* [Set of tasks]:
1. Retype the passage from the article on Next Exit, starting at "Ultimately, Elfman says" and ending at "of everything ending.", with every word and punctuation mark unchanged.
2. Extend the article about Mali Elfman's film Next Exit by writing what comes after its final sentence.

* [Extract to read]:

++++++++++

Mali Elfman’s Next Exit is a dark comedy that is deeply concerned with investigating life, death, and the veil in between—all things io9 discussed, along with the possibilities of ghosts, in a video interview with the writer-director.
Ultimately, Elfman says that she wanted to make sure that this film was funny because talking about death is hard. It’s one of the most absurd things to be a part of, whether as a mourner or a witness. Humor, love, comedy, all of it is part of the ways that people cope with the inevitability of everything ending.
This film is also about making the decision to end your life, which is obviously an incredibly fraught subject. Next Exit is, essentially, what happens when you are allowed to medically pass on without judgment or shame. What could be an incredibly triggering and hard-to-watch film becomes a nuanced exploration of vulnerability and acceptance. In an earlier interview with io9, Katie Parker, who plays Rose, thinks that being vulnerable is eventually what allows her character to change.
“I think sometimes we can be in a narcissistic place in our pain that we think our pain is the worst pain ever and no one’s going to understand how that feels,” Parker explained. “And when someone holds space for that, it it kind of dissolves… Teddy and Rose do a lot of healing together on their journey where they are able to be unabashedly who they are, scream at each other, cry, laugh.”

++++++++++

* [Data records]:

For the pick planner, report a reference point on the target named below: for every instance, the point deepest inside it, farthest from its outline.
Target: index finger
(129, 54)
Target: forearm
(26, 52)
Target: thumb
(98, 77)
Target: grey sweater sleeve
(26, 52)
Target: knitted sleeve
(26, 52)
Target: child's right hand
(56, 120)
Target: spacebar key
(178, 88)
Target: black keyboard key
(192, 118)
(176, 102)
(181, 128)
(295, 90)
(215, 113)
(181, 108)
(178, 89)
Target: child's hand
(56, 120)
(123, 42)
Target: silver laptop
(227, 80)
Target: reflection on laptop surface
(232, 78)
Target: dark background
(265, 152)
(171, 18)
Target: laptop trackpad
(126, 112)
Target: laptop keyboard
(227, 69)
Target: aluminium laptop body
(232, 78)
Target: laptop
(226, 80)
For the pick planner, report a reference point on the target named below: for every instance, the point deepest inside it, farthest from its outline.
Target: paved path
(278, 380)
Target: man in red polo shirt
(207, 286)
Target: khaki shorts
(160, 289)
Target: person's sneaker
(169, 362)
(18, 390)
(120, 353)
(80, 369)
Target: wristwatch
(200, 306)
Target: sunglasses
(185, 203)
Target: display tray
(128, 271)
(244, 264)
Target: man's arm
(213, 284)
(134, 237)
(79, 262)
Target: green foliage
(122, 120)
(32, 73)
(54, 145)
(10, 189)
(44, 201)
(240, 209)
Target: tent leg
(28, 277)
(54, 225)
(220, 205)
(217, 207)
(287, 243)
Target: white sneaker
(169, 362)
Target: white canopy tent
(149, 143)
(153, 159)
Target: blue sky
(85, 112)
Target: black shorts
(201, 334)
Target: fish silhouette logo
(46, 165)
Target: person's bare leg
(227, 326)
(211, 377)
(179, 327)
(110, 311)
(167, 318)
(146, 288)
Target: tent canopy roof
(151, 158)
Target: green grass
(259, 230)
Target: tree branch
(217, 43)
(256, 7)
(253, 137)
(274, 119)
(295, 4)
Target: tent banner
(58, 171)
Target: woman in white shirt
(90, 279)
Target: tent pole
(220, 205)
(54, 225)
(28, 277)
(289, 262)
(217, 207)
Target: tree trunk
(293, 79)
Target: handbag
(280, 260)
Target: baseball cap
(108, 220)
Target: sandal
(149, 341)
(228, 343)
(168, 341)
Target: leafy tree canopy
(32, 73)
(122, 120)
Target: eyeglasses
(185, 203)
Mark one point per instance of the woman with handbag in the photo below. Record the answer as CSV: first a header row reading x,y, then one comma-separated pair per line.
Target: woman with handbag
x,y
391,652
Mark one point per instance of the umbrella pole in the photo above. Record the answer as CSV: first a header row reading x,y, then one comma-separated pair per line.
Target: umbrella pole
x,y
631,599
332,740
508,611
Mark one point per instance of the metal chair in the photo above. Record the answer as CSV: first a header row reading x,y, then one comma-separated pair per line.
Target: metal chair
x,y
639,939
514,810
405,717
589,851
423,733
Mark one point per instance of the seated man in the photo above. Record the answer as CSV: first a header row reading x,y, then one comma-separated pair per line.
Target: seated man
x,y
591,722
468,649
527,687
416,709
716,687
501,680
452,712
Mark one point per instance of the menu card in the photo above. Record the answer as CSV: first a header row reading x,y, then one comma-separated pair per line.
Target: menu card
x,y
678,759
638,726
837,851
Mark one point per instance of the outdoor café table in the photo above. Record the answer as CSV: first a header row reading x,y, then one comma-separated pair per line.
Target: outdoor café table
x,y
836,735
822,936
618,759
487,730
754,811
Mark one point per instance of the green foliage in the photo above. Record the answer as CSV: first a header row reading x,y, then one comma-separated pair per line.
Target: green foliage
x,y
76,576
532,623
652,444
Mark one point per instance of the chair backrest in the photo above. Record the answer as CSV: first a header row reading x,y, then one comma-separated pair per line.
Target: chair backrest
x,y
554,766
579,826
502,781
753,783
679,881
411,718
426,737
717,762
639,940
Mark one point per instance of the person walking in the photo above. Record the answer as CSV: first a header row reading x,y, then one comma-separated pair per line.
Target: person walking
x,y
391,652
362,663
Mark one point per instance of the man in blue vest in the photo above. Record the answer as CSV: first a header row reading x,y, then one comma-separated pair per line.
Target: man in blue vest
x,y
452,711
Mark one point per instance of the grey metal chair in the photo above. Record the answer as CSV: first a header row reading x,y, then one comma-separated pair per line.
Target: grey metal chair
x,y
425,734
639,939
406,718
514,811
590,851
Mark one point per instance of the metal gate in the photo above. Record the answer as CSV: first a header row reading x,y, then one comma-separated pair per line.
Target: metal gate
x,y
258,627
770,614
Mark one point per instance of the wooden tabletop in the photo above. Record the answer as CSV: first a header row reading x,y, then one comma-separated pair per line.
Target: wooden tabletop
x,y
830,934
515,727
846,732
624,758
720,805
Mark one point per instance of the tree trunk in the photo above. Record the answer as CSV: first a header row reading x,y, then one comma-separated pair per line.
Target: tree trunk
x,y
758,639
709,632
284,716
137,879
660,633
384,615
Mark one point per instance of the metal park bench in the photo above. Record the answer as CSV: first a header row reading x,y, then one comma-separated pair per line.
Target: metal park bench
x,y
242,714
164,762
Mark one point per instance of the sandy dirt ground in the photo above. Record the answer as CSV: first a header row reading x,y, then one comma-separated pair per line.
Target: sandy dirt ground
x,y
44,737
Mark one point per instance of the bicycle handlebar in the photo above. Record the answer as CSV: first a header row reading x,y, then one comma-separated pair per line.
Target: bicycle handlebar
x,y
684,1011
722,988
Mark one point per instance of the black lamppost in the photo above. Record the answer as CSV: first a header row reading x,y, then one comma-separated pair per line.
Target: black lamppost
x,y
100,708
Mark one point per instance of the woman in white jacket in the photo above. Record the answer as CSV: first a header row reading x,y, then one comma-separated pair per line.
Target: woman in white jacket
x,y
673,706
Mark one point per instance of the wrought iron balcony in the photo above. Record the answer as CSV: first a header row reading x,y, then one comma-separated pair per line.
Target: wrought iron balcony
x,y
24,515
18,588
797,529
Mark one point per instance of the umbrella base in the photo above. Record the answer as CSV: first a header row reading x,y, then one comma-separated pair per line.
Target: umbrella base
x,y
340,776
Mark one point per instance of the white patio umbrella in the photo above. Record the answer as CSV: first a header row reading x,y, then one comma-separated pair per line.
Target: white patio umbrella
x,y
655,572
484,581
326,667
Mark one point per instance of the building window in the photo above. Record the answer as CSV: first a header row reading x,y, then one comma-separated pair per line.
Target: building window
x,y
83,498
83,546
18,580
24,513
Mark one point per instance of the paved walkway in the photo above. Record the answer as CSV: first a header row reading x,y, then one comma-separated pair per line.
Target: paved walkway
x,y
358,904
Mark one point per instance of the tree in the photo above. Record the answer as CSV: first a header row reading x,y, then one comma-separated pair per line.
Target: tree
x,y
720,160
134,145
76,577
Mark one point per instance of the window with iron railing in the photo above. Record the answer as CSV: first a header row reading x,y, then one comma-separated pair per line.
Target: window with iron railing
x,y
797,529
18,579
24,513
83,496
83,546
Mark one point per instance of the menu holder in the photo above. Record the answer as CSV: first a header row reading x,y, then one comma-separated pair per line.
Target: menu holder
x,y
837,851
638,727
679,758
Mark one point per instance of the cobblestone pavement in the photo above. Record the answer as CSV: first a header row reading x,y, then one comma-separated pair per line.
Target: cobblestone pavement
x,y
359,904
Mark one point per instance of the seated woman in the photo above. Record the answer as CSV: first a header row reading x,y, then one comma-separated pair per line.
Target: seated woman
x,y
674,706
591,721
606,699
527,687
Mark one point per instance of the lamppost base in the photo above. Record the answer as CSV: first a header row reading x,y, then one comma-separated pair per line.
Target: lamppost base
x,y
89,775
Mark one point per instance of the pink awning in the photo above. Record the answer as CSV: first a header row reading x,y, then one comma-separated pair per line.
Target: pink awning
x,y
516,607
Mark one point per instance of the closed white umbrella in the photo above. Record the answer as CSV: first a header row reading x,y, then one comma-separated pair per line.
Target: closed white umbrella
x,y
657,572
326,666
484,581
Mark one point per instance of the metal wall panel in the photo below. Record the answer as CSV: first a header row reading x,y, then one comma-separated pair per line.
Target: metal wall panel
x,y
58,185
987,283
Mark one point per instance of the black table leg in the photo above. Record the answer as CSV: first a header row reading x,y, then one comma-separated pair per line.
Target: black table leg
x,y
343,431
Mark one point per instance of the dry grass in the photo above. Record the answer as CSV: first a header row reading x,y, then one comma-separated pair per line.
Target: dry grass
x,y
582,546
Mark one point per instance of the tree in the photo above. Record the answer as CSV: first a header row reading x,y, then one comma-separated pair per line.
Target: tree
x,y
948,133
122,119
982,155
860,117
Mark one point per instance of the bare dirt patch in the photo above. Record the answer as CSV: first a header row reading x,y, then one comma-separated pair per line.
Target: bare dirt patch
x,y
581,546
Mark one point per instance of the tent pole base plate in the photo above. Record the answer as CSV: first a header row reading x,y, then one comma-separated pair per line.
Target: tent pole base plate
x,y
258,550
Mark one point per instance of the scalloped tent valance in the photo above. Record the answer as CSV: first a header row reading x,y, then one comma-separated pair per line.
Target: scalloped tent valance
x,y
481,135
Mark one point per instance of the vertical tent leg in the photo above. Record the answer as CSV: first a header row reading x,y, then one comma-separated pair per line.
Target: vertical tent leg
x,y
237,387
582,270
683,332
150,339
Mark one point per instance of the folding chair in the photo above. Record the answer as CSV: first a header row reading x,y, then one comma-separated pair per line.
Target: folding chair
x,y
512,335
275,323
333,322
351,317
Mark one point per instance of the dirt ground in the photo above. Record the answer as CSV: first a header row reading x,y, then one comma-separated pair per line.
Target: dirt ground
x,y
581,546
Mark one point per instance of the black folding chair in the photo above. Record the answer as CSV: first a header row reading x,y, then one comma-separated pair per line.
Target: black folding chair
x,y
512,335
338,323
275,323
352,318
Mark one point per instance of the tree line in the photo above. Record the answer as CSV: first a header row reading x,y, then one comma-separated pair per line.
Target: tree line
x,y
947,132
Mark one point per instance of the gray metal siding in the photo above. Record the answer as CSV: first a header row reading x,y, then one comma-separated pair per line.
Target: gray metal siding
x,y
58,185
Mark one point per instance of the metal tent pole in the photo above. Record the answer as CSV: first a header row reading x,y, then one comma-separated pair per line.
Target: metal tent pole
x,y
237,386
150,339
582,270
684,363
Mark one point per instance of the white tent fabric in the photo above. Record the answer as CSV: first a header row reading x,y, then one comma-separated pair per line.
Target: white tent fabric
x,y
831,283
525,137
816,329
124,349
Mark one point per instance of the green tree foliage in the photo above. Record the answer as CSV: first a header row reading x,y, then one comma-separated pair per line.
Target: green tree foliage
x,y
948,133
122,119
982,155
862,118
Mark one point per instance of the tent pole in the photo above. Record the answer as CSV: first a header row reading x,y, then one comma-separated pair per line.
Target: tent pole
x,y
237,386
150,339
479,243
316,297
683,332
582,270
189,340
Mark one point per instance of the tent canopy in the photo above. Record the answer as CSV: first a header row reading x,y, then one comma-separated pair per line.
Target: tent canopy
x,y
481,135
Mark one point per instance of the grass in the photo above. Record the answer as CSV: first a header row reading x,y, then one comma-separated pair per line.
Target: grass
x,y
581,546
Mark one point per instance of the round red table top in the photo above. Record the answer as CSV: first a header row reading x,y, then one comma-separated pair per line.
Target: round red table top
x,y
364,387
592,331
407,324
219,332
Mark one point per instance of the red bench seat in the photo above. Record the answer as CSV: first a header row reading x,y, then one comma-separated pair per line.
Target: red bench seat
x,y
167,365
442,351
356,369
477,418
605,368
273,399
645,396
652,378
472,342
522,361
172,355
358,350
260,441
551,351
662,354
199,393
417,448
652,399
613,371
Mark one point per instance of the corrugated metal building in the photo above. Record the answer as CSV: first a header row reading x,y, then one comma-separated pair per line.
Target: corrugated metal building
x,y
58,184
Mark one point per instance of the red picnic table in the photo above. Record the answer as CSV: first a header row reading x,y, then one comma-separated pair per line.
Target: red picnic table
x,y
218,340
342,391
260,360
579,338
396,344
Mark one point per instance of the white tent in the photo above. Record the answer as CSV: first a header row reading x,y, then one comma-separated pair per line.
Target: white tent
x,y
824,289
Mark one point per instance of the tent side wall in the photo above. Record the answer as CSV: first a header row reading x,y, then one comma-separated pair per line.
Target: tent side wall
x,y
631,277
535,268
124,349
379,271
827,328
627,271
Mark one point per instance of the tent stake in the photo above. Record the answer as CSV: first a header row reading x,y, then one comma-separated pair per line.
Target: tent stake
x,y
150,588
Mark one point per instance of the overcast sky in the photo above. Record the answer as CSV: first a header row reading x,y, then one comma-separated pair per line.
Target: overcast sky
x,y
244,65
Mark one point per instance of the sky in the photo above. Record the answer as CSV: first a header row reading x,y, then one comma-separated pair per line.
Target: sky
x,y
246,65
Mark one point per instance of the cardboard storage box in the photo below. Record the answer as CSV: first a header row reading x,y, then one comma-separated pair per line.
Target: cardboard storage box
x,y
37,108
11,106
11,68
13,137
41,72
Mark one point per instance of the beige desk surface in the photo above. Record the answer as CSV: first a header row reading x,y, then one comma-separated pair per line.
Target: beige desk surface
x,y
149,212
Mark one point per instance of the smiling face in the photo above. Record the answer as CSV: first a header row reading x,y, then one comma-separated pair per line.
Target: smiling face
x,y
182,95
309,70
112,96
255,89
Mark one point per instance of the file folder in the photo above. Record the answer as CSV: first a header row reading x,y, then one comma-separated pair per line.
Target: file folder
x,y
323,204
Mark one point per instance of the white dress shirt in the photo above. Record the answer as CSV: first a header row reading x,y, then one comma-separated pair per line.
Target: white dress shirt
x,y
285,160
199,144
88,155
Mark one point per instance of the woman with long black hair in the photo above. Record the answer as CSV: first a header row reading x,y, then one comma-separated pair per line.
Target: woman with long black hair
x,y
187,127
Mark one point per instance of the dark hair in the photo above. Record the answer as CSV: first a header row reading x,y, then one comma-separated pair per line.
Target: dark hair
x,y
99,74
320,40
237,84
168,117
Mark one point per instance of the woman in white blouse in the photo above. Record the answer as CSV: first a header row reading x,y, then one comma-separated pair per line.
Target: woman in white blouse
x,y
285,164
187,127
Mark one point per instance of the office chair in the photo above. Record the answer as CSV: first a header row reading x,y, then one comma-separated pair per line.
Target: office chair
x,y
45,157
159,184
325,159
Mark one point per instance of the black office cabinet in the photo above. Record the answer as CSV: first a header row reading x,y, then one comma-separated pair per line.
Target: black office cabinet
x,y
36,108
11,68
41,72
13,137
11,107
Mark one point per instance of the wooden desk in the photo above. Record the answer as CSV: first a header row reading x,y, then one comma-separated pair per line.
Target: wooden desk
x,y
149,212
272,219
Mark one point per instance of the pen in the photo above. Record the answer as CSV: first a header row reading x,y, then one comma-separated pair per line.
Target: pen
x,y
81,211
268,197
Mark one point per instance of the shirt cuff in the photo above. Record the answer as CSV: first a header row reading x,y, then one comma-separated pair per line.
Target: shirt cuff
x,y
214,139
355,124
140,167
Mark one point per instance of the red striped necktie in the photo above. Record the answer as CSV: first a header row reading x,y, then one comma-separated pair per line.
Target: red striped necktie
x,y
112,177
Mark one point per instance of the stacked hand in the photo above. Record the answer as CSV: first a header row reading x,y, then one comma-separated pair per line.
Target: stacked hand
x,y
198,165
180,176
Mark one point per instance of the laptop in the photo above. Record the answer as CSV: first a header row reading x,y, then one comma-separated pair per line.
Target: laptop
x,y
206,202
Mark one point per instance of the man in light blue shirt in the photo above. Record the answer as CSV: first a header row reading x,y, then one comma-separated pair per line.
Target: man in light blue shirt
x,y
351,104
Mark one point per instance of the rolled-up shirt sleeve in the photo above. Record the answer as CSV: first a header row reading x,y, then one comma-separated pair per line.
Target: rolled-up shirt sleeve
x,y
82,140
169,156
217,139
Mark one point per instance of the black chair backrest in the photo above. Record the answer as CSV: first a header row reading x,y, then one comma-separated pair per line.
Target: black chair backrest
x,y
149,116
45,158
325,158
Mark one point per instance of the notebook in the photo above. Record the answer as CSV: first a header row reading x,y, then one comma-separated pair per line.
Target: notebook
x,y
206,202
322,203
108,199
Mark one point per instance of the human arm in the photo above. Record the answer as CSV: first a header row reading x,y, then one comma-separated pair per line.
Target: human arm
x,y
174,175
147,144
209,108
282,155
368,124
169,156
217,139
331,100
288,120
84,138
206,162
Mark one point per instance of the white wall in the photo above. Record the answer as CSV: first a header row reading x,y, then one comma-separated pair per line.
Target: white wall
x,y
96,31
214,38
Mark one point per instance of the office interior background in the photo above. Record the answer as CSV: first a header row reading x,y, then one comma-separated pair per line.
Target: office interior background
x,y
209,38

++++++++++

* [Outputs in order]:
1.
Ultimately, Elfman says that she wanted to make sure that this film was funny because talking about death is hard. It’s one of the most absurd things to be a part of, whether as a mourner or a witness. Humor, love, comedy, all of it is part of the ways that people cope with the inevitability of everything ending.

2.
Rahul Kohli, who plays Teddy, said that the big conflict of his character is that he’s too afraid to be honest, and uses humor to deflect from the real hurt he’s experiencing. He’s more afraid of living, Kohli told io9. “You believe Rose [wants to die], but with Teddy, it doesn’t really feel like he’s made this decision, that this is something he wants. It’s not fully thought-out. For Teddy, it’s more about the fear of not living right.”
Elfman said that at the end of the day, this is a film about characters who “are human beings who are unable to deal with themselves. And that gets in the way of them being able to live their actual lives. That’s what creates ghosts, is the idea that these people are haunted by something that they can’t let go of.”
The characters were always the focus for Elfman, rather than the latent supernatural premise. The film is about “how we deal with other human beings in this world,” Elfman said. “It’s humanity and the people that exist that I’m interested in writing about.”
Next Exit is in theaters and on demand now.